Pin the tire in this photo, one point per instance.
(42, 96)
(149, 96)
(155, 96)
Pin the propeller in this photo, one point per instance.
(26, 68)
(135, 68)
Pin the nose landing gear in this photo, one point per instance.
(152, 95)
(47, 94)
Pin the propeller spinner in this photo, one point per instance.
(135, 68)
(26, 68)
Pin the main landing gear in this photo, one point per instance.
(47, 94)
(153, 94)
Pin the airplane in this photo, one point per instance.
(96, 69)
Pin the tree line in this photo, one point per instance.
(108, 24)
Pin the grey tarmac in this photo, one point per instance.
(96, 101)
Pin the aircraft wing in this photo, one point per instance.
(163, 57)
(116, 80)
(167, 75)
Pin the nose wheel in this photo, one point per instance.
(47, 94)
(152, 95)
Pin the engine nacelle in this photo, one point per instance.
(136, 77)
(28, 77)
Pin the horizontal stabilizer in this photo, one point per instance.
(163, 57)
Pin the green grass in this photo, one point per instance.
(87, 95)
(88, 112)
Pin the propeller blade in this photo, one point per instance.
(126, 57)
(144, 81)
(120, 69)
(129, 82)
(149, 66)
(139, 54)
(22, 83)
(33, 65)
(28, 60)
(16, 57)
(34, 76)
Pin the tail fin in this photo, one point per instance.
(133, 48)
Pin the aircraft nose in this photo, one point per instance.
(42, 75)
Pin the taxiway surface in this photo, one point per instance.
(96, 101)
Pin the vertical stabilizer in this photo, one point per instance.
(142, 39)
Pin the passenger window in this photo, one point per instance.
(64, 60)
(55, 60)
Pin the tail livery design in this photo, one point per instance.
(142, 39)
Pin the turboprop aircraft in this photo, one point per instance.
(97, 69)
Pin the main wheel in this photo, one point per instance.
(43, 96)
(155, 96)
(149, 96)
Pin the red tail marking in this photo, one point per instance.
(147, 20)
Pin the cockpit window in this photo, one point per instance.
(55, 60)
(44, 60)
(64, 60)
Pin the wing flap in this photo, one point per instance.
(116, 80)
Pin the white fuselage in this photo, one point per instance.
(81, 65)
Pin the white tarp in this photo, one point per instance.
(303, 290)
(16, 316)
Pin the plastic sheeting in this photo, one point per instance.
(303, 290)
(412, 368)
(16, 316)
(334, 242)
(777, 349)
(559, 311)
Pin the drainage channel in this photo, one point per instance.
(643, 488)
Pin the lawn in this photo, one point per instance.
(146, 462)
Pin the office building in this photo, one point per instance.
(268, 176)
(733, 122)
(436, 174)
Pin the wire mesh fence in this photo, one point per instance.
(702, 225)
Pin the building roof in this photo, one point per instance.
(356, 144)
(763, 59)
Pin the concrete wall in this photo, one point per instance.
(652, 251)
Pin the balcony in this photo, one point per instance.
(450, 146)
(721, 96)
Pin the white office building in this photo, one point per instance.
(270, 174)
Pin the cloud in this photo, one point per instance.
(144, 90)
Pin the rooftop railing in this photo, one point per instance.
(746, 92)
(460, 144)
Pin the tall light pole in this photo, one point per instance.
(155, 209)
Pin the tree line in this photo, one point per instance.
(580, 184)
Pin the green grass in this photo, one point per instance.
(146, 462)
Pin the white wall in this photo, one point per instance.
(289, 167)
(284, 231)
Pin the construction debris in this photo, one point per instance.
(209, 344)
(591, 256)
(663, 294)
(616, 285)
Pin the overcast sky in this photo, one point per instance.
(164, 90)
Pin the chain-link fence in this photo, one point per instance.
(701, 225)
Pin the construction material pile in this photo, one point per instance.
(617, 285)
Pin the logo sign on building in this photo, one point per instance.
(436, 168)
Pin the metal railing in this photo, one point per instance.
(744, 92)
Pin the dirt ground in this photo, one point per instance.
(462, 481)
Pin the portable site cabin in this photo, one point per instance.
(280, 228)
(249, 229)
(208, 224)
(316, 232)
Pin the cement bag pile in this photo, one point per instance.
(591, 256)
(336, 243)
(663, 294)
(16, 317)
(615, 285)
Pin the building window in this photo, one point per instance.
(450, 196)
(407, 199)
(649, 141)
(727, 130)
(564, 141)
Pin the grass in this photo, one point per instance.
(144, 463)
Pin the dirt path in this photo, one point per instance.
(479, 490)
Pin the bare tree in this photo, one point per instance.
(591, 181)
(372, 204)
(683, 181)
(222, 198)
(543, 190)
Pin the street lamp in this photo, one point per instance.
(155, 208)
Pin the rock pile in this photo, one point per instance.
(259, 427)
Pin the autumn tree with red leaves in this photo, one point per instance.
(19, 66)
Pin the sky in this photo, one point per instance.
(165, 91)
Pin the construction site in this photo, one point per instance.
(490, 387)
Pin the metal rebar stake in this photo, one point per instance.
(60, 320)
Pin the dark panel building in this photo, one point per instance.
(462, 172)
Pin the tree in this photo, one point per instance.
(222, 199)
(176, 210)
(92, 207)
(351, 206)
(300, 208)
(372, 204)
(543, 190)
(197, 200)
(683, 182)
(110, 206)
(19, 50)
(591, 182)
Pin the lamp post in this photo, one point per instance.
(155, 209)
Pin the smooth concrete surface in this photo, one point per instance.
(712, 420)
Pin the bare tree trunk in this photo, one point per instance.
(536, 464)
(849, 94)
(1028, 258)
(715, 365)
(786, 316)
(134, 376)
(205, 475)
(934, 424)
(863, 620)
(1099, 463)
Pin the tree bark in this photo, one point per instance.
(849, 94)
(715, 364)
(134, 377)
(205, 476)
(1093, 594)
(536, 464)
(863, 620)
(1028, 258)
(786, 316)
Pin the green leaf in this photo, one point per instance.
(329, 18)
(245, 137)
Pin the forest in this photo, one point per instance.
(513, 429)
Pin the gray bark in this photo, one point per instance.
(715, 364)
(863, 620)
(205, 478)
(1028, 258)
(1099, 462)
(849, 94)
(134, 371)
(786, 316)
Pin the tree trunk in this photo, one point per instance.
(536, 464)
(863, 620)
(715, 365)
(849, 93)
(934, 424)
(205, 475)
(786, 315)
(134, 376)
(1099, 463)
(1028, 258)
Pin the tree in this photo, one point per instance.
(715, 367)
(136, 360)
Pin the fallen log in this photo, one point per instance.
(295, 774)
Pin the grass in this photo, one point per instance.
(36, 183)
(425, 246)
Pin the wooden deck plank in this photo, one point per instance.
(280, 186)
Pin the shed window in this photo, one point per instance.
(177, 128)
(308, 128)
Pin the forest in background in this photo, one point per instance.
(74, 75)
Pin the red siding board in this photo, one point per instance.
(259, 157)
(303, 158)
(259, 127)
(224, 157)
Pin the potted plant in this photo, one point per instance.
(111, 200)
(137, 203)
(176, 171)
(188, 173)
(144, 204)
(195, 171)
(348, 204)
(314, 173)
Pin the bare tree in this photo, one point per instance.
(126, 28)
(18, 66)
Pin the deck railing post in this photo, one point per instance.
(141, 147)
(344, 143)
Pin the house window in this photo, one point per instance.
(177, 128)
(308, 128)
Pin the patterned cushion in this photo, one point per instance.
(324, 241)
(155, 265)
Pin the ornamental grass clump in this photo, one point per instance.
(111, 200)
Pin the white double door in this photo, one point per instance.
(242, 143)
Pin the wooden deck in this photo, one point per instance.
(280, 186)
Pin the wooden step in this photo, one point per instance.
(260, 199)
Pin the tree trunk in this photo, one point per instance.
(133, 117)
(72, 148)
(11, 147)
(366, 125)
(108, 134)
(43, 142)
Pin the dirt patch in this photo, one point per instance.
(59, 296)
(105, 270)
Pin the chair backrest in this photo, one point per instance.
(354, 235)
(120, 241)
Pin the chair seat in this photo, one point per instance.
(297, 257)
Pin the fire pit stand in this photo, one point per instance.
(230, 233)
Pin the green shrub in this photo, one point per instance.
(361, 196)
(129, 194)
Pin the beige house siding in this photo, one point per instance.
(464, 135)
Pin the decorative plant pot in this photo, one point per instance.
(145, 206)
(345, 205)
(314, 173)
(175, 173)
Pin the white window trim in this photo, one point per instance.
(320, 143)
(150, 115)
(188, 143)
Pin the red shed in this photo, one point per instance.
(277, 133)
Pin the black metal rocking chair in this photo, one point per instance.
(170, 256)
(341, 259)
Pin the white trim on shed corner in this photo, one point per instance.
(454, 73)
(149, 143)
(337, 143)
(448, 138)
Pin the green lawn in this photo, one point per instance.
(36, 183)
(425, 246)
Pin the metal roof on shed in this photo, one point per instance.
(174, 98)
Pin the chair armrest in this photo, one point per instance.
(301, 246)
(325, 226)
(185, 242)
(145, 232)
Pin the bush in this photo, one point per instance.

+ + + + + + +

== What you should do ==
Reproduce the data word for word, starting at the line that contains "Pin the metal roof" and continuing through the final line of the data, both included.

== Solution for this task ==
Pin the metal roof on shed in this photo, one point per instance.
(174, 98)
Pin the chair armrest in this photo, one point per instance.
(301, 246)
(325, 226)
(185, 242)
(145, 232)
Pin the bush in this photo, one point per instance.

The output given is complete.